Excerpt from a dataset
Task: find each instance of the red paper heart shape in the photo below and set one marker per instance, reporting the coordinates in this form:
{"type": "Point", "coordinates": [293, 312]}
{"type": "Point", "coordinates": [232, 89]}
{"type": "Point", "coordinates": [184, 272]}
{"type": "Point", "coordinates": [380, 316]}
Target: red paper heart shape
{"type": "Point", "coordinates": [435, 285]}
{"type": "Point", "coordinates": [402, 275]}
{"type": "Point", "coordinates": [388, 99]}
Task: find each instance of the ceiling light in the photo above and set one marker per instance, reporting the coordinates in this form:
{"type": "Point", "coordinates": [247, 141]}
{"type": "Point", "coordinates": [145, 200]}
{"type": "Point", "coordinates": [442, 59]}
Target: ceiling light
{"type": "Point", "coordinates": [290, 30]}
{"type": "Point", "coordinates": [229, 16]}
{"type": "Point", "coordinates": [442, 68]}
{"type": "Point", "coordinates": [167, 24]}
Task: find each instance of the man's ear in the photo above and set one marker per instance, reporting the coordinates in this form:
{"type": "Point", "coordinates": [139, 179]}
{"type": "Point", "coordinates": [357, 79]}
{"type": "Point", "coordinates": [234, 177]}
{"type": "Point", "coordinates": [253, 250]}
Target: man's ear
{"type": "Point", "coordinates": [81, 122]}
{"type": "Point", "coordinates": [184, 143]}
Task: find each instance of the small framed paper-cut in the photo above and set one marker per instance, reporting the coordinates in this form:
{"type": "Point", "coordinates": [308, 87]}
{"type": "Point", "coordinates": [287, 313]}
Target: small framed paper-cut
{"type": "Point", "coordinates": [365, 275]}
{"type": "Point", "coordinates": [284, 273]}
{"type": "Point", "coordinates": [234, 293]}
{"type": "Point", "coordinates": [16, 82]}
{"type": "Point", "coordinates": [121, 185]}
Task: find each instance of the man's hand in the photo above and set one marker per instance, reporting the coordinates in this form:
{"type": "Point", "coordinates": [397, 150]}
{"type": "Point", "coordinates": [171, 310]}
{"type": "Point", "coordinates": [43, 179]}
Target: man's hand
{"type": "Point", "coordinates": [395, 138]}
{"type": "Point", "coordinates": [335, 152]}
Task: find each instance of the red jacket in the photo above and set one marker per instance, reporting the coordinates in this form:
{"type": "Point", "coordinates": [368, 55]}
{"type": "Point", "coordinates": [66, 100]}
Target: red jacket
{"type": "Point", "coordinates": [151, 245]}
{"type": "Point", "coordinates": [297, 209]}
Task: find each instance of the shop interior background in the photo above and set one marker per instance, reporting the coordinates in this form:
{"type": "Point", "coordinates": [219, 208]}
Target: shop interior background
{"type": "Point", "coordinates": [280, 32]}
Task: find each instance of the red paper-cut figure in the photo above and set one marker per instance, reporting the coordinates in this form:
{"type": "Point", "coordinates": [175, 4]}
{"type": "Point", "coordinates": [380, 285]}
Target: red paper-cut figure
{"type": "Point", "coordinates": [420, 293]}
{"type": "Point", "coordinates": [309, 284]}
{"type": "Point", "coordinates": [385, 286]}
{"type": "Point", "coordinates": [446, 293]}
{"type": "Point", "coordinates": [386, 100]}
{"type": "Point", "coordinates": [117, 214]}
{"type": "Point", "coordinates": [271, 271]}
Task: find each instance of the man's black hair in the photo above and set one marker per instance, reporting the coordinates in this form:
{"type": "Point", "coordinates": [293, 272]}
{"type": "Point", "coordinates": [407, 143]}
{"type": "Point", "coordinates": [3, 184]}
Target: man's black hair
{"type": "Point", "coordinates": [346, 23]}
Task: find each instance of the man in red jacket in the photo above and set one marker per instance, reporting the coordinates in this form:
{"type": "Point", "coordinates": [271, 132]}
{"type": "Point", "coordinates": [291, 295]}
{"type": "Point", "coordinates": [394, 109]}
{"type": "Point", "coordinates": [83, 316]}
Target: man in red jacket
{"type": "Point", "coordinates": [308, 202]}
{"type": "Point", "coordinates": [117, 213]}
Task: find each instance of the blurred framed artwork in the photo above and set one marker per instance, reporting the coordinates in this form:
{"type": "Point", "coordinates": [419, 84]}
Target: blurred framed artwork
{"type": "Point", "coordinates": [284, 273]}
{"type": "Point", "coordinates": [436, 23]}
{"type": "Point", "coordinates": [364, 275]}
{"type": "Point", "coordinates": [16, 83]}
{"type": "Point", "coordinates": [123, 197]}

Required work
Reproduce every line in the stretch from the line containing "Task: find each instance of the blurred" through the end of the material, scaling each coordinate in the answers by 1.15 and rounding to whole numbers, with halves rounded up. Keep the request and its format sample unchanged.

The result
Task: find each instance of the blurred framed artwork in the photo above and set one marker per instance, reporting the coordinates in this form:
{"type": "Point", "coordinates": [419, 84]}
Target: blurred framed artwork
{"type": "Point", "coordinates": [327, 314]}
{"type": "Point", "coordinates": [501, 26]}
{"type": "Point", "coordinates": [419, 316]}
{"type": "Point", "coordinates": [18, 95]}
{"type": "Point", "coordinates": [141, 227]}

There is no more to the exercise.